== THE PROBLEM ==
Which lines below contain the string "headscarf", with case counting? Pick out each of them and copy it.

········

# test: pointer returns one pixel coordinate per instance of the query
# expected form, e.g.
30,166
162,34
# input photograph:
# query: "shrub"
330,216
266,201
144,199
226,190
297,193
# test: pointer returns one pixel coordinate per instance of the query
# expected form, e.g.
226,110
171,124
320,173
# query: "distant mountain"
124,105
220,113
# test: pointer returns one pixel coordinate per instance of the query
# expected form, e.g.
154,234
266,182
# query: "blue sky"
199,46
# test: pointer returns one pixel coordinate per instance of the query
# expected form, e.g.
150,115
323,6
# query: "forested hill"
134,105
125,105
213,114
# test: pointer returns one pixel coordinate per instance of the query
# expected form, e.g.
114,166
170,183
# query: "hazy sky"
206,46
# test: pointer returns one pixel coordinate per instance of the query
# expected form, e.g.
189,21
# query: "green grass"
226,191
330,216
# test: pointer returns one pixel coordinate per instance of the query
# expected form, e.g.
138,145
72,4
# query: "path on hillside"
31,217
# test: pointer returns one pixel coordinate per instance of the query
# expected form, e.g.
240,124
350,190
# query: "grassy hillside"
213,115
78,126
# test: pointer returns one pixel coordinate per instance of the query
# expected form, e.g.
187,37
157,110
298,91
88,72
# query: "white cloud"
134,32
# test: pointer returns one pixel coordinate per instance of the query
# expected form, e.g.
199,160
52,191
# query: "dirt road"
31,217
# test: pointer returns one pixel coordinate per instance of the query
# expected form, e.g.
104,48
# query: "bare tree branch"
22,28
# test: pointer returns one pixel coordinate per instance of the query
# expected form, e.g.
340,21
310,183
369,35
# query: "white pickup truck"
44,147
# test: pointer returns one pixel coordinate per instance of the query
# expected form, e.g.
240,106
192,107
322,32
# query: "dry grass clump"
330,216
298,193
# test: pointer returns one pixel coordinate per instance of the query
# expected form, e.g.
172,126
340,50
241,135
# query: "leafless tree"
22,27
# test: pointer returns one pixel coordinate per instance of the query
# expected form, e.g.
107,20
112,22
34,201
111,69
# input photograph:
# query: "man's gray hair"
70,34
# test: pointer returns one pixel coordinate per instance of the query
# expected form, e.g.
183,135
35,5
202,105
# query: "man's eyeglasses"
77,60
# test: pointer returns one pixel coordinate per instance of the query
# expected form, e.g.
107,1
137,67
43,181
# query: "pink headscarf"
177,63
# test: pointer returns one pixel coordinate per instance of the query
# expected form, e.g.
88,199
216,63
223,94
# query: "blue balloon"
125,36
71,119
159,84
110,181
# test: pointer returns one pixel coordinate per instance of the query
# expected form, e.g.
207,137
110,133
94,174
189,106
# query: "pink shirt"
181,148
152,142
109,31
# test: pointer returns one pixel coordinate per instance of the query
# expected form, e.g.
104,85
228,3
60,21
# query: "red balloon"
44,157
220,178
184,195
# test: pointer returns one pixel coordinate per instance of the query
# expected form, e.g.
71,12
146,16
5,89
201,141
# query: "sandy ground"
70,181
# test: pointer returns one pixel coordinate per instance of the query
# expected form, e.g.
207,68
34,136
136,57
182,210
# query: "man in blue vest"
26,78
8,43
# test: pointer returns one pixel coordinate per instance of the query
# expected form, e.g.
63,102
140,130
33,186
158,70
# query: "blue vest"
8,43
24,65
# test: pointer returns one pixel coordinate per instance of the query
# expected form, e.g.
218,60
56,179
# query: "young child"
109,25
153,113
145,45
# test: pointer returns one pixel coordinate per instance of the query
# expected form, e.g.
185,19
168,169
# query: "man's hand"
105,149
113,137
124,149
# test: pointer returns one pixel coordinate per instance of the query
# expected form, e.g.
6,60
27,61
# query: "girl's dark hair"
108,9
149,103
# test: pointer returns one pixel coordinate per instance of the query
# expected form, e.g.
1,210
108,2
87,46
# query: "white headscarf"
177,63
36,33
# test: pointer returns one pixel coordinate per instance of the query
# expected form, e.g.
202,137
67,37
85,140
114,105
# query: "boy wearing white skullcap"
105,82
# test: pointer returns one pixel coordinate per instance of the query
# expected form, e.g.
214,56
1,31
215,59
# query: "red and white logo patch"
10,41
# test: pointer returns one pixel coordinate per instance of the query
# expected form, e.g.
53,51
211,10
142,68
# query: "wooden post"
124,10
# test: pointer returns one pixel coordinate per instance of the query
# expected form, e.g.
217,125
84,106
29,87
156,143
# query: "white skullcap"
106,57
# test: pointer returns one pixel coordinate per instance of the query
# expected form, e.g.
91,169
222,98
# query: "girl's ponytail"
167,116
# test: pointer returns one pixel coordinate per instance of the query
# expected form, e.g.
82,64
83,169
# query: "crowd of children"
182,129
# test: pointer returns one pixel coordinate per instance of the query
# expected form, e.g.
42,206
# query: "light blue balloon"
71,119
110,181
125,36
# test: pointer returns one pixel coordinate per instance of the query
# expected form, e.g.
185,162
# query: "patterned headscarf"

········

== RESPONSE FOR THIS EXERCISE ==
# query: "pink headscarf"
# query: "white headscarf"
# query: "patterned headscarf"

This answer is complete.